(Pointing dataset entries)
++++

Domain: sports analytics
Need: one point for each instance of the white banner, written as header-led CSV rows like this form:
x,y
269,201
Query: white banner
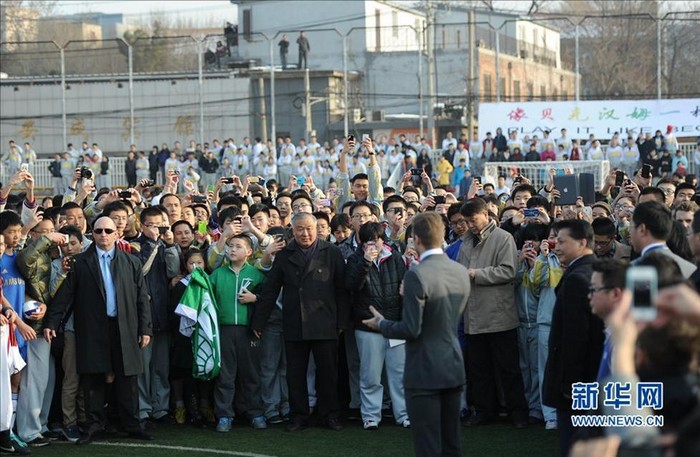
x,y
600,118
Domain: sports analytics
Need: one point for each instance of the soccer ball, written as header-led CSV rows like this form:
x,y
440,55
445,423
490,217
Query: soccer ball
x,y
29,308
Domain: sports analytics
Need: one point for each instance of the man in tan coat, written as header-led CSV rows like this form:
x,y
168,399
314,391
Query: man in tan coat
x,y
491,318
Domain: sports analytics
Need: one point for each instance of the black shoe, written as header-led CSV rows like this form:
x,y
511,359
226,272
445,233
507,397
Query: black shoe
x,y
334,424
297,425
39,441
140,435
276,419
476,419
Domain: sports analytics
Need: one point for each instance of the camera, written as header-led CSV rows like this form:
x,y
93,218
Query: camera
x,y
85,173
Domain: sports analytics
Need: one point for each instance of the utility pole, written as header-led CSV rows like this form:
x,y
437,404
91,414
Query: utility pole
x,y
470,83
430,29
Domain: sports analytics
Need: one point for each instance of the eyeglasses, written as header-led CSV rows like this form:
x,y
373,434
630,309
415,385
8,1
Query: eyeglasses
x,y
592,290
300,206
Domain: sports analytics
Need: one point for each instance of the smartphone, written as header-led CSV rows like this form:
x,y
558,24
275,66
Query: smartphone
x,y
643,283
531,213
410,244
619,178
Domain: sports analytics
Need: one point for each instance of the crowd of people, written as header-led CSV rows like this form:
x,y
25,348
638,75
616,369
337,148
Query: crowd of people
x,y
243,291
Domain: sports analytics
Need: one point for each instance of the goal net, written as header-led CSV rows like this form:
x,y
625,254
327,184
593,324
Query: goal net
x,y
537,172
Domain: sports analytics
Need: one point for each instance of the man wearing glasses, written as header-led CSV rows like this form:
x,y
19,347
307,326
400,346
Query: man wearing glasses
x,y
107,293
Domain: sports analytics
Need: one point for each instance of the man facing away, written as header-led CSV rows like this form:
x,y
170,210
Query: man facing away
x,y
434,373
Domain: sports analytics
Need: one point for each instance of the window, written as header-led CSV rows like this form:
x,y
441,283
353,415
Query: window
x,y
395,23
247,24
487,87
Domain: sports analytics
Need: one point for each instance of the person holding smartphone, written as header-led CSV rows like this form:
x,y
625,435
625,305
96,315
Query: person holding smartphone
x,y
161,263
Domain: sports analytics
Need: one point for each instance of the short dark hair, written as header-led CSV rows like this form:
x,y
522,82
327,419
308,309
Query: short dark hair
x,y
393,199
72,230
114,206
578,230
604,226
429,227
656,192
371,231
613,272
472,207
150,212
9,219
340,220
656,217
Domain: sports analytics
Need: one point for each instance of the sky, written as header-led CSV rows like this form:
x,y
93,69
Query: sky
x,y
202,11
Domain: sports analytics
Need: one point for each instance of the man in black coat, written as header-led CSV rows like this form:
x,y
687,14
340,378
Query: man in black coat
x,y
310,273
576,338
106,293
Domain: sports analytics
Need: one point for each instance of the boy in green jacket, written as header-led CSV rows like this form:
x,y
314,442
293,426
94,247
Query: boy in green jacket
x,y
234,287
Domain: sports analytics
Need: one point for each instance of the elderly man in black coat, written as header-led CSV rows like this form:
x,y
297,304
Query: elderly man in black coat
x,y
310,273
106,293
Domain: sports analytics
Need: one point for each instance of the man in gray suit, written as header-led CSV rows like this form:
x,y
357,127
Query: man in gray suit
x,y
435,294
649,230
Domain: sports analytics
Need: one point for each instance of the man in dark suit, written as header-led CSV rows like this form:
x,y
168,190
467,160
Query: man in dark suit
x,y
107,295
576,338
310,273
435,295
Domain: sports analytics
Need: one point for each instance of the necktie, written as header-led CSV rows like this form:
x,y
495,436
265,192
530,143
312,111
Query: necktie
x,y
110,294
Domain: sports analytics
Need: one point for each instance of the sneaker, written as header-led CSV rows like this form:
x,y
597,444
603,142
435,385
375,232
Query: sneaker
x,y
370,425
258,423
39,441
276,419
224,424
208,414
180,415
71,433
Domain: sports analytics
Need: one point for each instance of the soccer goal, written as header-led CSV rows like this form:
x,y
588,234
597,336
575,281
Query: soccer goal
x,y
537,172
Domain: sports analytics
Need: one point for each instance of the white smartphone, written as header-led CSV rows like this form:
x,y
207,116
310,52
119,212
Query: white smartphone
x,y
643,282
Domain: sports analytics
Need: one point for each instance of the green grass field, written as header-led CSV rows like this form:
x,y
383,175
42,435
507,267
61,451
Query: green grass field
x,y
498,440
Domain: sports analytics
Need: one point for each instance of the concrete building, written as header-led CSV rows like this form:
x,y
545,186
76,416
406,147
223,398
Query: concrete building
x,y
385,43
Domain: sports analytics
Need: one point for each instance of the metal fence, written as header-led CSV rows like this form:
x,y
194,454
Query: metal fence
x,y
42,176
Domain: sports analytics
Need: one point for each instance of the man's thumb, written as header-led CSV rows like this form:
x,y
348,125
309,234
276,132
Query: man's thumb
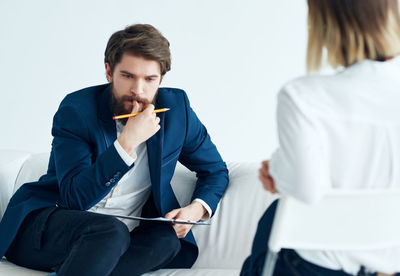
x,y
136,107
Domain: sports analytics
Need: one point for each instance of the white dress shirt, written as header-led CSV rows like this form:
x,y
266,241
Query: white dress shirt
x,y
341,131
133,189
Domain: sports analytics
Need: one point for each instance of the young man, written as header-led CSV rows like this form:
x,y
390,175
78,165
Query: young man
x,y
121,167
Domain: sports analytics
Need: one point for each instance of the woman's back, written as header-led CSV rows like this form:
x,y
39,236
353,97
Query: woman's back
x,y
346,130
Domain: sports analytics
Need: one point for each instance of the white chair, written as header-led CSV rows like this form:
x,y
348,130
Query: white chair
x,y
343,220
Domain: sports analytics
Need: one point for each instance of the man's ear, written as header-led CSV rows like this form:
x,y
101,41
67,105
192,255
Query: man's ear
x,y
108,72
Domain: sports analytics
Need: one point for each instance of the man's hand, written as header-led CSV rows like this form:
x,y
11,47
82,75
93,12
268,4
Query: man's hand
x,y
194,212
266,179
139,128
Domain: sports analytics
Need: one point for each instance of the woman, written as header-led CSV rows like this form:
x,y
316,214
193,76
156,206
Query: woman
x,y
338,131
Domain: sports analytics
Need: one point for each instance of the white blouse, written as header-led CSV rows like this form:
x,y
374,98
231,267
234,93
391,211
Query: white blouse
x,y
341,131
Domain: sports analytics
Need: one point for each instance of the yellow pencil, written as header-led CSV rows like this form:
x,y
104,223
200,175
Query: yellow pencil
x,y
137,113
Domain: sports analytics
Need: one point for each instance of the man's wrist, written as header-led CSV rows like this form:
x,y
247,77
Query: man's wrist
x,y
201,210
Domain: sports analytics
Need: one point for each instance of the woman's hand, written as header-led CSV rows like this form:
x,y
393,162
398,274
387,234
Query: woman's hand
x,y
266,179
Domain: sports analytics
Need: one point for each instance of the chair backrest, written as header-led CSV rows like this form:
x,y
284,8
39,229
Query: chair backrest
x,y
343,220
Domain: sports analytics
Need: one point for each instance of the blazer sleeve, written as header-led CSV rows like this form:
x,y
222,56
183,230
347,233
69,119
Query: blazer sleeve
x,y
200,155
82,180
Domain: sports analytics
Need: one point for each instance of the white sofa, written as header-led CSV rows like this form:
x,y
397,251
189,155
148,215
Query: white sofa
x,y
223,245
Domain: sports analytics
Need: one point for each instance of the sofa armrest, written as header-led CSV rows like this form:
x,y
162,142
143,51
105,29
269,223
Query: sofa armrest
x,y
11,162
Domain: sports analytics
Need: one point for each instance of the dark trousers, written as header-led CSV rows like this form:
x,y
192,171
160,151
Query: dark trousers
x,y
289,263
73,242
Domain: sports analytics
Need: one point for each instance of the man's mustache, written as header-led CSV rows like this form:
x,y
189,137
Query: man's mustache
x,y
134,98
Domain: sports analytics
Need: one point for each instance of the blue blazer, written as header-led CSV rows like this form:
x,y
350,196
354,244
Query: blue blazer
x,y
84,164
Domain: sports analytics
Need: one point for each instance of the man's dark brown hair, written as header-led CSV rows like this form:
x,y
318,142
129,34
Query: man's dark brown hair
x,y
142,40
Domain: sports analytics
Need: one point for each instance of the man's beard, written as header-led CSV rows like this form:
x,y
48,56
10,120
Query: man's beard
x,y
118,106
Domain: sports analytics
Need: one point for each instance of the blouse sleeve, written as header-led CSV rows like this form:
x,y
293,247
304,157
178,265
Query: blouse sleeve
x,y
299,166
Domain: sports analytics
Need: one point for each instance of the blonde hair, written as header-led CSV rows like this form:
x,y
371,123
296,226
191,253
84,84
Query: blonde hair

++++

Exercise details:
Show every line of the entries above that contains the word "holding". Case counts.

Expected answer:
Need: one point for each instance of the person holding smartphone, written as header-led CSV rows like this form:
Query: person holding smartphone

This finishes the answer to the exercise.